CHALLENGE 1
In the Long Beach Airport article below, when did JetBlue Airways make Long Beach its West Coast hub?
CHALLENGE 2
Reproduce the Long Beach Airport article below word for word, everything from "Since JetBlue Airways" down to "to nearby LAX.".
CHALLENGE 3
Pick up the Long Beach Airport article below after its final sentence and keep writing it.

SELECTED EXCERPT
— BEGIN —

Smaller Field An Attractive Alternative To LAX
Frequent flyers and
some Long Beach, CA, residents are at odds over expansion plans for
the Long Beach Airport terminal.
The Los Angeles Times says the Long Beach City Council may vote
as early as Tuesday, June 20, to accept or reject an environmental
impact assessment of several airport upgrade options.
Since JetBlue Airways made Long Beach its West Coast hub in
August 2001, daily commercial flights have increased from 15 to 41
-- the max allowed under the city's current noise ordinance -- and
the number of passengers using the airport annually has grown
six-fold to 3 million. JetBlue's low fares, and Long Beach's
relatively painless passenger ingress/egress, make it an attractive
alternative to nearby LAX.
The impact report details several possible proposals that would
add space for passengers who now wait for flights in trailers, and
enclose security screening areas that are now outdoors under patio
covers. More controversially, the proposals add varying amounts of
parking areas for planes and vehicles.
The largest of the proposals would nearly double the current
facility to 102,850 square feet.

— END —

[Lines of data]
— BEGIN —

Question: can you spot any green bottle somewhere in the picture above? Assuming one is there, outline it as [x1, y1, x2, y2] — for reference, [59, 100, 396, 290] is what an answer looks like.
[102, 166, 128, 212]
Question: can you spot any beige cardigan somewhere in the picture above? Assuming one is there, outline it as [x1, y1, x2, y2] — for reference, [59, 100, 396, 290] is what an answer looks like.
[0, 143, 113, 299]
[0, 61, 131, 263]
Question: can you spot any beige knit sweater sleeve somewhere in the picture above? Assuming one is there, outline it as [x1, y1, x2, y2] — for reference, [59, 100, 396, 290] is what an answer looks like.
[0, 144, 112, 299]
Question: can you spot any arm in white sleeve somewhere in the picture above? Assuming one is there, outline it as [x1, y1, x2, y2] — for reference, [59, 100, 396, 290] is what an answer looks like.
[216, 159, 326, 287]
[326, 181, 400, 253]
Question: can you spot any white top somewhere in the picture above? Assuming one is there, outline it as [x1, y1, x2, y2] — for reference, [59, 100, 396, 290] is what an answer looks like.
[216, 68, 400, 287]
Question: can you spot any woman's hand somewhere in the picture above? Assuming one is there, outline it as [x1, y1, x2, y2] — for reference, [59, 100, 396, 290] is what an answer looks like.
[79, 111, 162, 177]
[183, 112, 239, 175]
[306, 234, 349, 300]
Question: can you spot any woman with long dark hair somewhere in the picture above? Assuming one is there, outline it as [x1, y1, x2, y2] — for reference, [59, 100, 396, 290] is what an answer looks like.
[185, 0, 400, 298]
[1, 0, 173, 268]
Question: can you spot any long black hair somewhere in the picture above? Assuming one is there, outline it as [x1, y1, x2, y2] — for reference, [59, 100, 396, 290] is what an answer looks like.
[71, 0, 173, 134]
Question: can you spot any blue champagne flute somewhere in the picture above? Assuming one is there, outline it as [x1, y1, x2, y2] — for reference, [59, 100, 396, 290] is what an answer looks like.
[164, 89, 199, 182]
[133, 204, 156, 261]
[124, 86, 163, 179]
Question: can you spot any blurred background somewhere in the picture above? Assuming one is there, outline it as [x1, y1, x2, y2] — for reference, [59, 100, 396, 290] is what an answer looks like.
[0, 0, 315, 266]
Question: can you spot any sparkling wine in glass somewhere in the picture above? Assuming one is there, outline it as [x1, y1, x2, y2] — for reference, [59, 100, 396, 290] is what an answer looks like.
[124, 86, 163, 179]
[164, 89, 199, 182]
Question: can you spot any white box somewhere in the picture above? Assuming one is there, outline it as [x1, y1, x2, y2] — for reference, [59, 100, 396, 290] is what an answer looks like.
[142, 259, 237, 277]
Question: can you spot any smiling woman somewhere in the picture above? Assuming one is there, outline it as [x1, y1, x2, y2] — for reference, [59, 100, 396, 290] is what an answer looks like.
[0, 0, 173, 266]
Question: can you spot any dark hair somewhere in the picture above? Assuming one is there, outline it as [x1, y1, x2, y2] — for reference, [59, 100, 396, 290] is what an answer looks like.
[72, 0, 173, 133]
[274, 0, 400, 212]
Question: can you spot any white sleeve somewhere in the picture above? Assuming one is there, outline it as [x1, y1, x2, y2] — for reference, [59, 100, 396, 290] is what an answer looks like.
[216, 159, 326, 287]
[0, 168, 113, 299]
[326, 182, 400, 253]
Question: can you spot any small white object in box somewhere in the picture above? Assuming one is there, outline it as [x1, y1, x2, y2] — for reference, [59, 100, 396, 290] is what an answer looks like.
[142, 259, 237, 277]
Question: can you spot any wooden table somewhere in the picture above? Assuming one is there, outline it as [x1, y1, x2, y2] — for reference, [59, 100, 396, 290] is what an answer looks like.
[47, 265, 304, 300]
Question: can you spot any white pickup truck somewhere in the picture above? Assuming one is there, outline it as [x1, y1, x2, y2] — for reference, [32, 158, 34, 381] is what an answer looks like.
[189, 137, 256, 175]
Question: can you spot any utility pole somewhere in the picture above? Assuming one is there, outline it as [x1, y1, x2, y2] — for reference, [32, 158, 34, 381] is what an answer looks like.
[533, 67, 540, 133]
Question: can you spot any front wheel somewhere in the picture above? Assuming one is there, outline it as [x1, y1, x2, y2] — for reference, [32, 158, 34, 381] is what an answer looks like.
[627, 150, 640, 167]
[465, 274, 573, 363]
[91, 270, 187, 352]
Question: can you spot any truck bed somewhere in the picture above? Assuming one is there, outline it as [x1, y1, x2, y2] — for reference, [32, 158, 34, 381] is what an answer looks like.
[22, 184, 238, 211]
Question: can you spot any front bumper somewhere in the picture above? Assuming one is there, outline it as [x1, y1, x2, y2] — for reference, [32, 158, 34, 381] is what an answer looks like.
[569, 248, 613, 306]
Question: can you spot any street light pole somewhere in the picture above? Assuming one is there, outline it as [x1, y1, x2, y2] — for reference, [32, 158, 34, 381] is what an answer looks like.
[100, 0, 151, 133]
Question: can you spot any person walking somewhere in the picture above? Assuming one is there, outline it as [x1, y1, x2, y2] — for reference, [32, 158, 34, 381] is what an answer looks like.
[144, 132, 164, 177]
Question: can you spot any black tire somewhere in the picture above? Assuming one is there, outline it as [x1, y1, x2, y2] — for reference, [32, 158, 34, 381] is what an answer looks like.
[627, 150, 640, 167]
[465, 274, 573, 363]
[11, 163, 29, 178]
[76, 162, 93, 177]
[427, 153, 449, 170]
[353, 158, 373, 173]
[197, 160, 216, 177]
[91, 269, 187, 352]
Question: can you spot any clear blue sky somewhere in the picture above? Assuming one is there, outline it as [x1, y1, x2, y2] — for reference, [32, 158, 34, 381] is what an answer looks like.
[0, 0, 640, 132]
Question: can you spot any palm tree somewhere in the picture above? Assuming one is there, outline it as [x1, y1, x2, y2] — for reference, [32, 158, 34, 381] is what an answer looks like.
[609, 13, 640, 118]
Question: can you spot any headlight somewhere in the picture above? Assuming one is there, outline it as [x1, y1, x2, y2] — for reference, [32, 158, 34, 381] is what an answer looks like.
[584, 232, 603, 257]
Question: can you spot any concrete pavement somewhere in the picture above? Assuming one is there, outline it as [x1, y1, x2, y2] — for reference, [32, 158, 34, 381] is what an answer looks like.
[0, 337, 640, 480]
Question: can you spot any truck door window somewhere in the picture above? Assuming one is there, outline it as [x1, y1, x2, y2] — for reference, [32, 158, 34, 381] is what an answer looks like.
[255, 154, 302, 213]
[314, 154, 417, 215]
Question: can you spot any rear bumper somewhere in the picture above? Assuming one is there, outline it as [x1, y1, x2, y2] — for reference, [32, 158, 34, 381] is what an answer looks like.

— END —

EXERCISE RESULT 1
August 2001

EXERCISE RESULT 2
Since JetBlue Airways made Long Beach its West Coast hub in
August 2001, daily commercial flights have increased from 15 to 41
-- the max allowed under the city's current noise ordinance -- and
the number of passengers using the airport annually has grown
six-fold to 3 million. JetBlue's low fares, and Long Beach's
relatively painless passenger ingress/egress, make it an attractive
alternative to nearby LAX.

EXERCISE RESULT 3
Although opponents of expansion are against any increase in the
number of daily flights out of Long Beach, many support modest
improvements to the aging facilities as long as their concerns are
fully addressed.
And, the chief concern the report conspicuously ignores is
whether the airport would eventually allowable additional daily
flights to accommodate anticipated growth in regional air travel
demand.
A 2004 Federal Aviation Administration report identified Long
Beach as one of 15 airports nationwide that would need added
passenger capacity by 2013.
The report's failure to address flight limits, growth opponents
fear, opens the door for the FAA to overrule the city's noise
ordinance down the road; an ordinance they say only caps Long
Beach's flights by noise, not actual number of flights.
Other opponents said Long Beach was already the nation's
second-most polluted city, and that the report failed to consider
the cumulative impacts of additional air traffic and automobile
congestion on childhood asthma rates and noise disruptions to area
schools.
"We all want... an airport we're proud of," Long Beach resident
and Chapman University law professor John Eastman said at the city
council's June 13 meeting. "So modernize that thing, don't
supersize it. Let's have an airport we can all live with."
Even if the council agrees that the report sufficiently
addresses potential effects of airport expansion, it still would
have to approve an actual plan and figure out how to pay for
improvements whose minimum price tag is estimated at $158
million.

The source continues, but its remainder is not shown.